## Exercise details
Restate the data exactly, with nothing altered.

## Study material
= Beginning of Section =

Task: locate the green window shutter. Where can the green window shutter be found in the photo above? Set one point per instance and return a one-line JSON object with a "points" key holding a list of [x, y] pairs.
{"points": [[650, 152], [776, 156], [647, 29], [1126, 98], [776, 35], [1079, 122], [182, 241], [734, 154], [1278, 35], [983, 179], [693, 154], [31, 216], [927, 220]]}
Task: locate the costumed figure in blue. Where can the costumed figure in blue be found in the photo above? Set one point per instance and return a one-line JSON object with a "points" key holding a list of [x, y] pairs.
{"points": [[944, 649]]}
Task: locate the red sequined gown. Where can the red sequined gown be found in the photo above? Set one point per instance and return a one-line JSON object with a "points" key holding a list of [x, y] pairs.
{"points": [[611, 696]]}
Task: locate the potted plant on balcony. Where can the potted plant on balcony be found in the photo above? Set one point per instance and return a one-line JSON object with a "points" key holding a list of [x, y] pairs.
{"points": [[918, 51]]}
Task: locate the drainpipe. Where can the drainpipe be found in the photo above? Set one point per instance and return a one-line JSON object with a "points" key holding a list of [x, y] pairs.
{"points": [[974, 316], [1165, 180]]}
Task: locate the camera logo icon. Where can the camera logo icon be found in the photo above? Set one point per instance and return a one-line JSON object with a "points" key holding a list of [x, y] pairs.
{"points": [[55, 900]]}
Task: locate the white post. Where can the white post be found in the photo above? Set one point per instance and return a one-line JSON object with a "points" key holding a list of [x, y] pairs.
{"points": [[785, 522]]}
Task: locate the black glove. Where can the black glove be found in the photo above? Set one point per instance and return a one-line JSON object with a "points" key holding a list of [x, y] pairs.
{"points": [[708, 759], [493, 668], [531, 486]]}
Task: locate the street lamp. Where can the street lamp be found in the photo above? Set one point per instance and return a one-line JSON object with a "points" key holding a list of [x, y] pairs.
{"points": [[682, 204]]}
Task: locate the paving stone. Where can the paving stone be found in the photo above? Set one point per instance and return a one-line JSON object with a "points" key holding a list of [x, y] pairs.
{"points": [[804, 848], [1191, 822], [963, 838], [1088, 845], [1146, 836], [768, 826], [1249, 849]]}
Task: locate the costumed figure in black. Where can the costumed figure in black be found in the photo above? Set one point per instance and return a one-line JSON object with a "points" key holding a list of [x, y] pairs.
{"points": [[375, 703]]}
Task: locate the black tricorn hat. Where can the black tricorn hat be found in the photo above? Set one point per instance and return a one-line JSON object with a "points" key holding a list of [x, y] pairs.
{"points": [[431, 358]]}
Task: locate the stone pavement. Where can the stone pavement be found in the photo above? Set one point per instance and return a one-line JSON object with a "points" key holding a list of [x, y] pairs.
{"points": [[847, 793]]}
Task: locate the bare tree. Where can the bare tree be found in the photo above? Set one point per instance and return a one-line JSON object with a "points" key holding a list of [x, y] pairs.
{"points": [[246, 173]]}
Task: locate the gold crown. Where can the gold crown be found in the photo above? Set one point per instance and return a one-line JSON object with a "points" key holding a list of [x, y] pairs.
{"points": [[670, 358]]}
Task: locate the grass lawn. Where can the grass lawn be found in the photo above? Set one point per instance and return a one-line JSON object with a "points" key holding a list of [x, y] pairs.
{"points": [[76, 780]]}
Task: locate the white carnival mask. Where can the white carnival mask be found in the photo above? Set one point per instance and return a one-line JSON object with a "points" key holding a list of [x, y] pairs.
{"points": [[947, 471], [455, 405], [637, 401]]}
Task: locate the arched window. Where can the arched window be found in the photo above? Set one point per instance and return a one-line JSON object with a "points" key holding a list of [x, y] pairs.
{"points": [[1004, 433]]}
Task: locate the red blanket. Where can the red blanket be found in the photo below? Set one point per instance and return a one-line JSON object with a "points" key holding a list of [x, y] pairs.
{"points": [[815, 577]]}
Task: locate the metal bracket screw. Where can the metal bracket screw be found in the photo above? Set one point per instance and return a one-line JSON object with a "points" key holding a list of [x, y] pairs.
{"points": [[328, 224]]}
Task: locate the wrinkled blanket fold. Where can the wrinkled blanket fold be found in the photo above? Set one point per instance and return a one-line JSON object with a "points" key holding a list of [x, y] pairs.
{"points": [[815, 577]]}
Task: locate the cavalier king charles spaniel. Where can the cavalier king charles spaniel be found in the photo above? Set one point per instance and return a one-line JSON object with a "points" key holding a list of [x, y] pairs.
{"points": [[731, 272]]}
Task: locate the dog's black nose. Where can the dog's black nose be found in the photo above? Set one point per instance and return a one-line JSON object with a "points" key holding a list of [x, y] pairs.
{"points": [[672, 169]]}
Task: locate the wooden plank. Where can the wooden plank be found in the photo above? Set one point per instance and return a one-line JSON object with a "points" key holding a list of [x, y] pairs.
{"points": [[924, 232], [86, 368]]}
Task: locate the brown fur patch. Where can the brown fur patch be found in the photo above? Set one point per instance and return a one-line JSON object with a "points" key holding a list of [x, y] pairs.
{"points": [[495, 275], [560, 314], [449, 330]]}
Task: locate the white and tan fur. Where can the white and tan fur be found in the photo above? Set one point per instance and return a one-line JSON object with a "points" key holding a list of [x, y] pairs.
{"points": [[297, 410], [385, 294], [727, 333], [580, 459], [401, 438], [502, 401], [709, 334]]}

= End of Section =

## Answer for the task
Task: locate the green window shutter. Where can the green window shutter be found in the photo above? Set one point per instance and return a one-line JSON object with a "points" key holding a list of [x, y] pairs.
{"points": [[650, 152], [776, 156], [647, 29], [1126, 98], [776, 35], [1079, 122], [182, 241], [734, 154], [1278, 35], [983, 179], [693, 154], [31, 216], [927, 220]]}
Task: locate the costumed figure in blue. Where can the costumed figure in blue be found in the photo above? Set one point per instance and return a one-line JSON object with a "points" key holding a list of [x, y] pairs.
{"points": [[944, 649]]}
Task: locate the red sequined gown. Where can the red sequined gown be found in the photo above? Set one point per instance and return a one-line JSON object with a "points" key holding a list of [x, y] pairs.
{"points": [[611, 696]]}
Task: locate the potted plant on balcony. Where can the potted plant on balcony be found in the photo above? Set one point per instance and return a one-line JSON object with a "points" key holding a list of [x, y] pairs.
{"points": [[918, 51]]}
Task: locate the drainpipe. Where can the drainpipe be found in the photo above? Set one point per instance and return a one-line JSON object with a "points" key holding a list of [x, y] pairs.
{"points": [[974, 316], [1165, 180]]}
Task: locate the camera logo icon. Where can the camera logo icon be found in the photo above? Set one point per instance and return a one-line JSON object with a "points" key holding a list of [x, y] pairs.
{"points": [[55, 900]]}
Task: locate the white post. Where can the white post be found in the photo above? Set one point per instance and return a one-line JSON object with a "points" key holding a list of [x, y] pairs.
{"points": [[785, 522]]}
Task: locate the black glove. Where can the black glove be found in the photo above? Set one point per instance and return a one-line JSON object with a "points" key holding a list of [x, y] pairs.
{"points": [[708, 759], [493, 668], [531, 486]]}
Task: locate the street lamp. Where can the street lamp be found in the photo above? Set one point per instance and return a one-line JSON object with a "points" key holding a list of [x, y] pairs.
{"points": [[682, 204]]}
Task: locate the paving stone. Where can the paving stone be found in the photo above? Set one point per instance and return a one-line JSON object with a "points" key holding a list of [x, y] pairs.
{"points": [[804, 848], [1191, 822], [963, 838], [1088, 845], [1146, 836], [768, 826], [1249, 849]]}
Task: locate the costumed figure in black. Where can the costumed figure in black be found in the photo above? Set one point per instance and return a one-line JSON object with a "points" key holding a list of [x, y] pairs.
{"points": [[375, 703]]}
Task: locate the black tricorn hat. Where can the black tricorn hat be found in the photo above? Set one point per instance and return a one-line JSON object with a "points" key holding a list of [x, y] pairs.
{"points": [[431, 358]]}
Task: locate the stone pavement. Where can the stone pavement be found in the photo above? Set one point per instance and return a one-line JSON object with a "points" key holding a list of [x, y] pairs.
{"points": [[847, 793]]}
Task: locate the bare tree. Where can the bare tree be found in the photo above? Set one point per instance and return a one-line JSON object with a "points" key holding a list of [x, y] pairs.
{"points": [[246, 173]]}
Task: locate the gold crown. Where can the gold crown be found in the photo above? Set one point per instance and return a one-line JSON object with a "points" key holding a list of [x, y] pairs.
{"points": [[670, 358]]}
Task: locate the grass lawn. Where can the grass lawn be found in the photo above? Set one point per instance and return a one-line JSON object with a "points" key holding a list of [x, y] pairs.
{"points": [[76, 780]]}
Task: locate the white carnival mask. Where can the white carnival mask be found in the photo above? Set one point per instance and return a one-line JSON object with a "points" key holding a list of [x, y] pairs.
{"points": [[947, 471], [455, 405], [637, 401]]}
Task: locate the arched window. Where can the arched window be found in the photo above? Set one point per instance and return a one-line JSON object with a "points" key holding a list of [x, y] pairs.
{"points": [[1004, 433]]}
Task: locate the red blanket. Where can the red blanket be found in the photo below? Set one point per instance and return a one-line JSON object with a "points" key holding a list of [x, y] pairs.
{"points": [[815, 577]]}
Task: locate the metal bracket screw. Where can the metal bracket screw be found in the photo above? Set one point per instance and return a one-line JSON object with a "points" key holding a list of [x, y] pairs.
{"points": [[328, 224]]}
Task: locate the wrinkled blanket fold. Where can the wrinkled blanket fold be found in the photo above? Set one point per instance and return a one-line JSON object with a "points" key holding a list of [x, y] pairs.
{"points": [[815, 577]]}
Task: locate the cavalier king charles spaniel. Where can the cavalier king charles spaniel be found in the photo above? Set one point per instance and return a one-line JSON object with a "points" key holding a list of [x, y] pairs.
{"points": [[731, 272]]}
Task: locate the dog's black nose. Where can the dog's black nose be found in the photo above? Set one point per instance and return a one-line JSON object with a "points" key holding a list of [x, y] pairs.
{"points": [[672, 169]]}
Task: locate the wooden plank. Where can the wooden plank be found in the photo above? Set one point per instance and return a one-line JSON object with a "points" key holding a list of [x, y] pairs.
{"points": [[924, 232], [86, 368]]}
Task: locate the brown fur patch. Where can the brown fur patch be found in the photo above? Set one point per instance and return a one-line JSON object with a "points" key holding a list of [x, y] pairs.
{"points": [[495, 275], [560, 314], [449, 330]]}
Task: locate the white and tan fur. Where can the white and tan fur be found in the photo above? Set one point per instance and return a one-line JSON object with a "points" key holding a list of [x, y] pairs.
{"points": [[297, 410], [385, 294], [727, 333], [580, 459], [401, 438], [502, 401], [709, 334]]}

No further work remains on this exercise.